»»

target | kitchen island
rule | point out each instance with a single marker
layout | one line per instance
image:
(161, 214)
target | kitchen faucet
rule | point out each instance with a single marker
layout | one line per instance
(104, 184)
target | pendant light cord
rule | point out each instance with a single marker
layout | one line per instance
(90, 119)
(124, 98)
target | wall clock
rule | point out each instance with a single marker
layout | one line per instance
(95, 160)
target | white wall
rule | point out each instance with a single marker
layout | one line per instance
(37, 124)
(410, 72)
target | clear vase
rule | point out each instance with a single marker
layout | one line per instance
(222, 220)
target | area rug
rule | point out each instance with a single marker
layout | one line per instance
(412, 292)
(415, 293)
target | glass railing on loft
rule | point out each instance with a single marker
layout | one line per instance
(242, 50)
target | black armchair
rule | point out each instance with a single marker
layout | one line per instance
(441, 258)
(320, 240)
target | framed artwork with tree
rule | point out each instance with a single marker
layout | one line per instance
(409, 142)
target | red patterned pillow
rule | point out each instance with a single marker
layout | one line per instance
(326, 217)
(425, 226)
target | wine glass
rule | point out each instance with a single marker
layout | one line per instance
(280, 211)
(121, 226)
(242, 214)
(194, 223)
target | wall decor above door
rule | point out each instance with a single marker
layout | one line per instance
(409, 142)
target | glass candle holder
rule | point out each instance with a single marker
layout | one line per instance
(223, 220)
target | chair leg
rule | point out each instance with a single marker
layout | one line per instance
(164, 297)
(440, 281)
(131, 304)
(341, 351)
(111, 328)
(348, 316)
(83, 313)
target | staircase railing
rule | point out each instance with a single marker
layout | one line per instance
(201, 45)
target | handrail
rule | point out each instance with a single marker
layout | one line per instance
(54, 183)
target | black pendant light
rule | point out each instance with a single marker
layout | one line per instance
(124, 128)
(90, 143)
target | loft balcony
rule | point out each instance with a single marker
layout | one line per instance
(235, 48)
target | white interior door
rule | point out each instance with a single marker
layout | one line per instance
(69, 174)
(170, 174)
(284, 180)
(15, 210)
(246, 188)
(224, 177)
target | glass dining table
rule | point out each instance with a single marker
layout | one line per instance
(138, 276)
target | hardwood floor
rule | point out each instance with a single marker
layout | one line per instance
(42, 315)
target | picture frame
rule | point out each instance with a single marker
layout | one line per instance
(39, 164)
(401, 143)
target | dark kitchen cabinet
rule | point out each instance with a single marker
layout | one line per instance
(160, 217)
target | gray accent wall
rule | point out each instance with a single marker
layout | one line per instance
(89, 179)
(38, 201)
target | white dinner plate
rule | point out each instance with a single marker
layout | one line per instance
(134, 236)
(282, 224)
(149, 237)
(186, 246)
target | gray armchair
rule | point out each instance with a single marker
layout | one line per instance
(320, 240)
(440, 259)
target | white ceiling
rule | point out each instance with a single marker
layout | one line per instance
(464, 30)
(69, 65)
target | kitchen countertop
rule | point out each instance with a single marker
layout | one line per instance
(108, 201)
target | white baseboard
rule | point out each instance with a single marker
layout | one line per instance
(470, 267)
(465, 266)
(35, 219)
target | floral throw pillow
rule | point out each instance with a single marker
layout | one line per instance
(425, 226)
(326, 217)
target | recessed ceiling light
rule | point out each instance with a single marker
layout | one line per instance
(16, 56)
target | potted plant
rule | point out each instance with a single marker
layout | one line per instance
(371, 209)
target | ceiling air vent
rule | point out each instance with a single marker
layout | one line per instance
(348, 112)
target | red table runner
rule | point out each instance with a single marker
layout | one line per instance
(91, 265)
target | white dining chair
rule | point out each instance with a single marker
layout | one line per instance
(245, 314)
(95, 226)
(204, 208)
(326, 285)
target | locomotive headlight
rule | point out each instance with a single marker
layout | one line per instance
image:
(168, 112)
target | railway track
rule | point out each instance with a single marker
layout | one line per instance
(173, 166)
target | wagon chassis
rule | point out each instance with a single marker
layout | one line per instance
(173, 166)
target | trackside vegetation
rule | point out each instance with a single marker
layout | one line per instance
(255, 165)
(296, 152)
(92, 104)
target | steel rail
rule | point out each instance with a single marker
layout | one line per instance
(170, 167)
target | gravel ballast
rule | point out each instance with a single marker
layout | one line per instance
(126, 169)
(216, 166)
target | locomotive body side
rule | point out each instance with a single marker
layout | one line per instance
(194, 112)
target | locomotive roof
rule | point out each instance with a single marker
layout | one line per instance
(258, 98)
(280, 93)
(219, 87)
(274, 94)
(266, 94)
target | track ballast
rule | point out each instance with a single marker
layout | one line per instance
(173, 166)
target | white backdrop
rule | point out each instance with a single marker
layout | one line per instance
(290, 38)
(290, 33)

««

Reproduce all of the records above word for word, keeping their order and line breaks unchanged.

target | kitchen island
rule | point out each instance with a single marker
layout | one line per instance
image:
(161, 214)
target | kitchen faucet
rule | point out each instance with a single marker
layout | one line per instance
(104, 184)
target | pendant light cord
rule | point out each instance with a single marker
layout | one line per instance
(90, 119)
(124, 98)
target | wall clock
rule | point out each instance with a single marker
layout | one line per instance
(95, 160)
target | white wall
rule | point out each instance with a single marker
layout | one line per instance
(37, 124)
(410, 72)
target | clear vase
rule | point out each instance with a single marker
layout | one line per instance
(222, 220)
target | area rug
rule | point out each instance with a single marker
layout | one line per instance
(412, 292)
(415, 293)
target | glass railing on loft
rule | point out each instance with a single marker
layout | one line per instance
(242, 50)
target | black armchair
rule | point out each instance with a single marker
layout | one line per instance
(441, 258)
(320, 240)
target | framed artwork with tree
rule | point out each instance with a single marker
layout | one line per instance
(409, 142)
target | red patterned pillow
rule | point out each instance with a single marker
layout | one line per instance
(326, 217)
(425, 226)
target | wine glass
rule | point out each instance with a single marker
layout | one line per instance
(280, 211)
(121, 226)
(242, 214)
(194, 223)
target | wall decor above door
rule | point out each instance with a single marker
layout | one line per instance
(409, 142)
target | glass candle holder
rule | point out each instance with a single marker
layout | one line per instance
(223, 220)
target | chair leg
rule | point out each instance with a single marker
layout | one line per instance
(164, 297)
(440, 281)
(131, 304)
(341, 351)
(111, 328)
(348, 316)
(83, 313)
target | staircase railing
rule | point out each instance with a single marker
layout | one line per instance
(201, 45)
target | handrail
rule | point out each instance with a single marker
layout | one line per instance
(54, 183)
target | black pendant light
rule | point out each instance with a single marker
layout | one line per instance
(124, 128)
(90, 143)
target | loft balcony
rule | point out each instance with a single marker
layout | one line per instance
(235, 48)
target | white interior door
rule | point out each instance with a single marker
layout | one line per instance
(69, 174)
(170, 174)
(284, 180)
(15, 210)
(246, 188)
(224, 177)
target | glass dining table
rule | point out each instance with a single marker
layout | one line per instance
(138, 276)
target | hardwood floor
rule | point out each instance with a single marker
layout | one line per instance
(42, 315)
target | picture frame
rule | point out each instance with a single marker
layout | one line per instance
(39, 164)
(401, 143)
target | dark kitchen cabinet
rule | point out each instance with a single marker
layout | one line per instance
(160, 217)
target | gray accent wall
rule | point out each instance with a single marker
layout | one line per instance
(89, 179)
(38, 201)
target | white dinner plate
rule | point out each instance with a single marker
layout | one line per instance
(134, 236)
(282, 224)
(149, 237)
(186, 246)
target | gray armchair
rule | point out each instance with a single marker
layout | one line per instance
(320, 240)
(440, 259)
target | white ceiling
rule | point out each instance with a single marker
layout | one line per instance
(464, 30)
(69, 65)
target | kitchen countertop
rule | point out each instance with a single marker
layout | one line per instance
(108, 201)
target | white baseboard
rule | point out each instance with a single marker
layout | one line per instance
(470, 267)
(465, 266)
(35, 219)
target | floral throw pillow
rule | point out each instance with a single marker
layout | one line per instance
(425, 226)
(326, 217)
target | recessed ceiling light
rule | point out each instance with a single marker
layout | one line per instance
(16, 56)
target | potted plant
rule | point out each instance with a single marker
layout | one line per instance
(371, 209)
target | ceiling air vent
rule | point out each instance with a single marker
layout | one line per instance
(348, 112)
target | red table runner
rule | point out each instance with a single marker
layout | one line per instance
(91, 265)
target | white dining chair
rule | point out each instance with a single marker
layout | one line per instance
(245, 314)
(95, 226)
(204, 208)
(326, 285)
target | locomotive headlight
rule | point out each instance with a single marker
layout | one line per instance
image:
(168, 112)
target | railway track
rule | point out each instance with a single marker
layout | one line per instance
(173, 166)
target | wagon chassis
rule | point out each instance with a single marker
layout | one line per instance
(173, 166)
target | trackside vegetation
rule | point out each instance with a single marker
layout | one line per instance
(255, 165)
(296, 152)
(92, 104)
target | steel rail
rule | point out each instance with a single marker
layout | one line per instance
(170, 167)
target | gravel ballast
rule | point out each instance with a single marker
layout | one line per instance
(126, 169)
(216, 166)
target | locomotive body side
rule | point out each instance with a single marker
layout | one line per instance
(194, 112)
target | locomotive roof
rule | point out each instance with a single marker
layout | one line per instance
(258, 98)
(280, 93)
(219, 87)
(274, 94)
(266, 94)
target | track ballast
rule | point out each instance with a single marker
layout | one line per instance
(173, 166)
target | white backdrop
rule | point out each instance with a single marker
layout | one line per instance
(290, 38)
(290, 33)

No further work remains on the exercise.